### [Exercise goal]
Present every line of the items below as a single numbered list, skipping any blank lines and leaving the pictures out.

>> Start Dataset extract

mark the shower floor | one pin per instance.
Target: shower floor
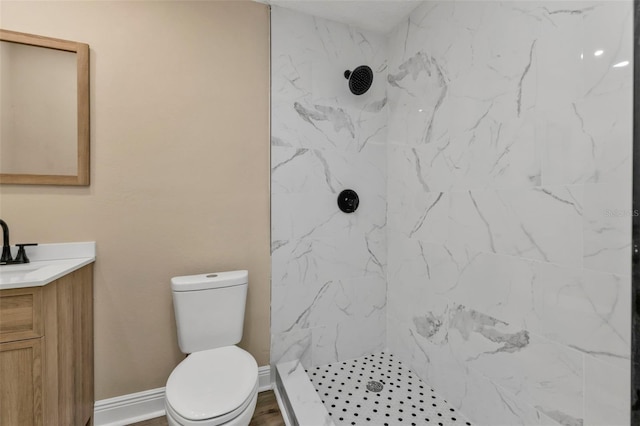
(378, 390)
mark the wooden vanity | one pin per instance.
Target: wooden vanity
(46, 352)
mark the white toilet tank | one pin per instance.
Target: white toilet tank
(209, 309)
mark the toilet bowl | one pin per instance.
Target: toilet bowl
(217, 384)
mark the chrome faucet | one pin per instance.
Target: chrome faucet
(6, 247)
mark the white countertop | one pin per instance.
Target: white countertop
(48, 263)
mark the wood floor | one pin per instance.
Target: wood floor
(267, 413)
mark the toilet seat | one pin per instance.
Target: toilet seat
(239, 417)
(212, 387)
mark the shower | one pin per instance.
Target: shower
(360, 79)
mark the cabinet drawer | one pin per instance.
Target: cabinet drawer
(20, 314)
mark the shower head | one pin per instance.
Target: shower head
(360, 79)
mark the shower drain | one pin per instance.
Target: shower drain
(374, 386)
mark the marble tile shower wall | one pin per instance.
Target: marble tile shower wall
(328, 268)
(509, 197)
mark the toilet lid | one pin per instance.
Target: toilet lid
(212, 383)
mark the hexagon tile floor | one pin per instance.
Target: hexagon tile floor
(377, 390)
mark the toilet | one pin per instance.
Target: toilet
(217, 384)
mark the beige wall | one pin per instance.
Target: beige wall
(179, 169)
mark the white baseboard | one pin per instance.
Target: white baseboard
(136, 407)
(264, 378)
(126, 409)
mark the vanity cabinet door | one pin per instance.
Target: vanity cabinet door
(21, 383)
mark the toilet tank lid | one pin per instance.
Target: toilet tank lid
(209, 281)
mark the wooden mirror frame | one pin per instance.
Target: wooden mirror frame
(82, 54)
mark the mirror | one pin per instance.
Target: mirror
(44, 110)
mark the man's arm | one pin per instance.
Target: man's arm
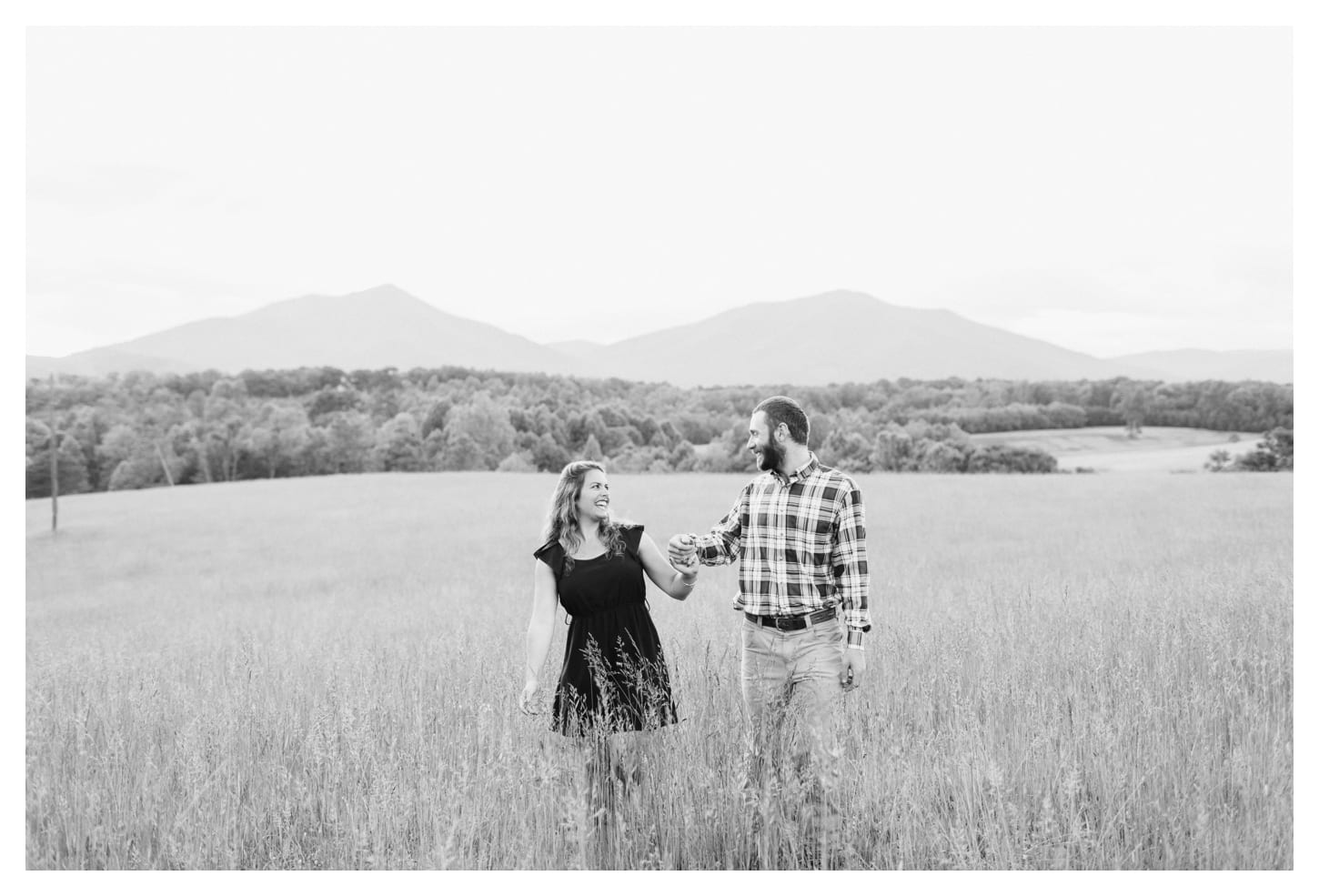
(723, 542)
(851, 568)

>> End Dataset extract

### [Solution to the exercise]
1. mark the shower floor | one pin per instance.
2. Target: shower floor
3. (378, 390)
4. mark the wooden vanity | one pin per instance.
5. Target: wooden vanity
6. (46, 352)
7. mark the white toilet tank | one pin per instance.
8. Target: white toilet tank
9. (209, 309)
10. mark the toilet bowl | one pin per instance.
11. Target: toilet bowl
12. (217, 384)
13. mark the chrome faucet | one pin per instance.
14. Target: chrome faucet
15. (6, 247)
16. mark the white countertop | one pin per instance.
17. Target: white countertop
18. (48, 263)
19. mark the wood floor | one pin per instance.
20. Target: wood floor
21. (267, 413)
22. mark the toilet seat | one pin per instance.
23. Target: toilet seat
24. (239, 417)
25. (212, 387)
26. mark the shower | one pin per instance.
27. Target: shower
28. (360, 79)
29. mark the cabinet drawer | one pin per instance.
30. Target: cabinet drawer
31. (20, 314)
32. mark the shower head | one pin per instance.
33. Target: shower head
34. (360, 79)
35. mark the shower drain | one pin per instance.
36. Target: shower drain
37. (374, 386)
38. mark the marble tile shower wall | one pin per instance.
39. Target: marble tile shower wall
40. (328, 268)
41. (509, 197)
42. mark the toilet lid | one pin per instance.
43. Target: toilet lid
44. (212, 383)
45. mark the hexagon tile floor | one pin per instance.
46. Target: hexagon tile floor
47. (377, 390)
48. mark the toilet | one pin per instance.
49. Target: toilet
50. (217, 384)
51. mark the beige wall | one pin per instance.
52. Target: beige wall
53. (179, 169)
54. mark the white baseboard | one pin per instance.
55. Target: white baseboard
56. (136, 407)
57. (264, 378)
58. (126, 409)
59. mark the vanity cabinet door | one pin per instance.
60. Target: vanity cabinet door
61. (21, 383)
62. mark the toilet tank lid | one pin per instance.
63. Target: toilet tank lid
64. (209, 281)
65. mark the wooden mirror frame | one pin per instance.
66. Target: wooden mirror frame
67. (82, 54)
68. mark the mirror | one pin per instance.
69. Target: mirror
70. (44, 110)
71. mark the man's arm | one pin per instance.
72. Target: man's arm
73. (723, 542)
74. (851, 568)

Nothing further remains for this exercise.